**PASSAGE PROVIDED**
╔══

Dinesh D’Souza’s book (the whole title is Falwell: Before the Millennium: A Critical Biography [link]) is from 1984, and while it is mostly a straightforward biography of Falwell through about 1983, and is reasonably well-written, it’s important to understand that at least part of what D’Souza is doing here is attempting to make Falwell palatable to his Roman Catholic brethren. Here’s a quick rundown:
- About 70 pages putting Falwell in context in American history (the Scopes trial, etc.) and another telling of his conversion story. There are several good versions of Falwell’s conversion story, each with differing anecdotes but for the most part consistent with one another. This is a pretty good one.
- 40 pages or so explaining Falwell’s fundamentalist credentials, his entrance into national politics, and how those two things were at variance.
- 40 pages or so describing Falwell’s involvement in Moral Majority, national politics, etc. through about 1983.
- 50-60 pages of miscellaneous topics, including a visit to Lynchburg, a description of the various ministries circa 1983, etc.
- A rundown of the 1970 FCC decision that changed the way religious television was regulated, making it possible for some TV preachers to become popular without various media outlets being required to provide equal time to their less popular counterparts/brethren. Dinesh D’Souza says Falwell was especially grateful to FCC Director (and Reagan appointee) Mark Fowler. I’d never heard that one before.

╚══

**WRITTEN INSTRUCTION A**
Reproduce the part of the Falwell biography review that opens with the words containing "- A rundown" and closes with "that one before.", swapping "religious television" for "religious broadcasting".
**WRITTEN INSTRUCTION B**
Write what comes next in the Falwell biography review, picking up after its final sentence.

Coordinate annotation entries:
╔══

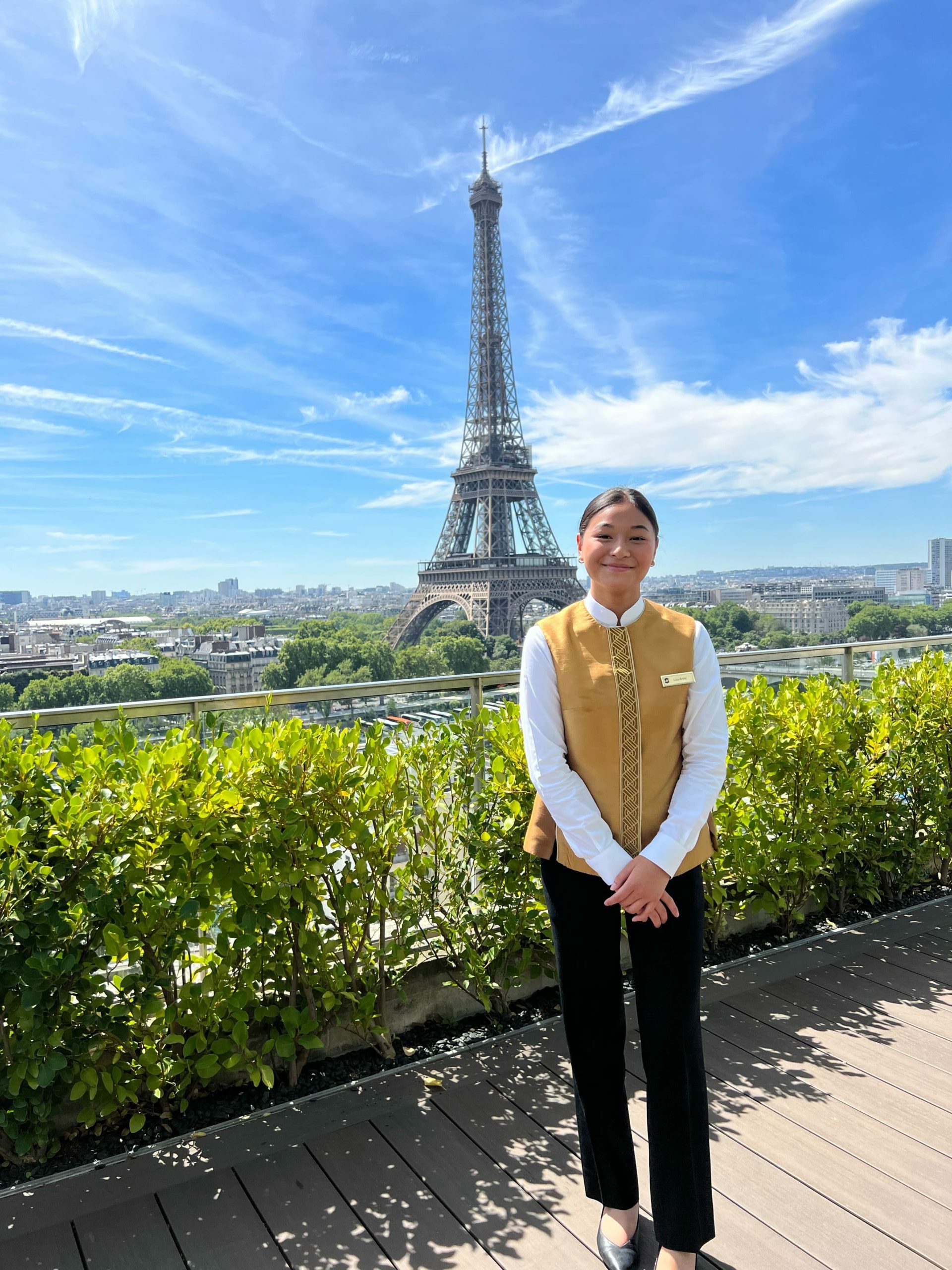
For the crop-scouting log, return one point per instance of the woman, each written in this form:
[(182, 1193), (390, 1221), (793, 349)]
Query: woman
[(626, 740)]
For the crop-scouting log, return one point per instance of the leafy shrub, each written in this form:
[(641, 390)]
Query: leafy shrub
[(179, 912)]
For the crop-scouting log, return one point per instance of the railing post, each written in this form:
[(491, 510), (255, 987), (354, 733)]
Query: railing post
[(847, 672), (475, 706), (475, 698)]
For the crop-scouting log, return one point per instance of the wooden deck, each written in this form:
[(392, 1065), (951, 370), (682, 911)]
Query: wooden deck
[(831, 1086)]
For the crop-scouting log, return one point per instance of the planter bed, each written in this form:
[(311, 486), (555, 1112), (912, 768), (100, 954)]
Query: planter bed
[(416, 1044)]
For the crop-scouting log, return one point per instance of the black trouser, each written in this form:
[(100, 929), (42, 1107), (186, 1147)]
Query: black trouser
[(667, 964)]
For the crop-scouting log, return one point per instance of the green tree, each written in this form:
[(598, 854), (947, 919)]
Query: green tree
[(464, 654), (125, 683), (180, 677), (416, 662), (873, 622), (56, 691)]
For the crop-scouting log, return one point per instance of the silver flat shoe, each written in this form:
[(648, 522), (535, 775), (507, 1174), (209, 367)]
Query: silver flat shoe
[(619, 1257)]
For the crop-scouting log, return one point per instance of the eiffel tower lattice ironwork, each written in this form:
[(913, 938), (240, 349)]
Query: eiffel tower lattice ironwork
[(477, 563)]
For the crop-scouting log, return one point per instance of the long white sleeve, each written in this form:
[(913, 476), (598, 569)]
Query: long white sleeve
[(565, 794), (704, 761)]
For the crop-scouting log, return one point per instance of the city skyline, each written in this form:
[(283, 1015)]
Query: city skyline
[(237, 263)]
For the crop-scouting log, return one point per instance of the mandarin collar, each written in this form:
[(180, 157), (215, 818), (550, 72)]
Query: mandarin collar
[(607, 618)]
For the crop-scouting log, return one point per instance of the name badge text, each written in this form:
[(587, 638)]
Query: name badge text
[(669, 681)]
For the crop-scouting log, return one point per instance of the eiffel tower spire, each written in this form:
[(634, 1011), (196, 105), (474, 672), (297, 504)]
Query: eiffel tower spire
[(479, 563)]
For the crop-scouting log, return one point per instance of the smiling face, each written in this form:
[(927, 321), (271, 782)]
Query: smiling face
[(617, 549)]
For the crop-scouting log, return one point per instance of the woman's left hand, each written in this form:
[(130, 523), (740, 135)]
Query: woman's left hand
[(656, 913), (640, 885)]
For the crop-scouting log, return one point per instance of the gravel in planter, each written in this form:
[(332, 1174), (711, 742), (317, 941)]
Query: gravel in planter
[(425, 1040)]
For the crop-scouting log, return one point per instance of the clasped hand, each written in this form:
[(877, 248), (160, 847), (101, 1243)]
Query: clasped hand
[(640, 889)]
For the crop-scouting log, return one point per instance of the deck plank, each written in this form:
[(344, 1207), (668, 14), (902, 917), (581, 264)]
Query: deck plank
[(898, 1210), (506, 1219), (930, 1083), (216, 1226), (932, 943), (307, 1217), (809, 1069), (867, 1021), (847, 1127), (808, 1219), (900, 980), (540, 1162), (54, 1249), (936, 969), (899, 1005), (409, 1222), (541, 1087), (132, 1236)]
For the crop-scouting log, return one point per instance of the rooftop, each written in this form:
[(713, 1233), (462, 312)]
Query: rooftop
[(831, 1085)]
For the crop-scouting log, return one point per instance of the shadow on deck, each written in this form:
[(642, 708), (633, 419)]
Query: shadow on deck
[(831, 1087)]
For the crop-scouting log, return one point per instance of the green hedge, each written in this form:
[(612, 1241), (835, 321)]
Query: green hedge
[(176, 913)]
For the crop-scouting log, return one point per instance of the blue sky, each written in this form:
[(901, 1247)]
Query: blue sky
[(235, 248)]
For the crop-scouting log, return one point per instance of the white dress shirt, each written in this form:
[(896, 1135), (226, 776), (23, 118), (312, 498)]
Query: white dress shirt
[(565, 794)]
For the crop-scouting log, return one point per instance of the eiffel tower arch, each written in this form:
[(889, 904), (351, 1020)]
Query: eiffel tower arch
[(480, 563)]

╚══

**EXERCISE RESULT A**
- A rundown of the 1970 FCC decision that changed the way religious broadcasting was regulated, making it possible for some TV preachers to become popular without various media outlets being required to provide equal time to their less popular counterparts/brethren. Dinesh D’Souza says Falwell was especially grateful to FCC Director (and Reagan appointee) Mark Fowler. I’d never heard that one before.

**EXERCISE RESULT B**
- The claim on the part of D’Souza that Falwell believed that the Watergate break-in should never have been exposed. I don’t know that I ever heard Falwell say anything like this, and it struck me as a Republican article of faith that sounded weird in 1984 and still sounds weird today.
- A theme regarding Falwell’s disagreements with various people affiliated with the World Council of Churches/National Council of Churches. It’s easy to forget that WCC people were the voice of Establishment Christianity in the United States circa 1975 or so.
This is mostly a brisk read and an interesting period piece. Sometimes it gets bogged down with inside-the-Beltway (or is that inside-the GOP?) minutiae, but that’s to be expected given D’Souza’s perspective at the time. I do kind of wish he’d delved a bit deeper into Falwell’s racial past (e.g. his supposed relationship with Lester Maddox) or his relationship to the right-wing fringe in Republican circles (e.g. his supposed relationship to the John Birch Society), and while a book like this would have been a safe place to do so D’Souza has other fish to fry.
I’d recommend it to people who are interested in the history of the Christian Right and its entanglements with the Republican Party.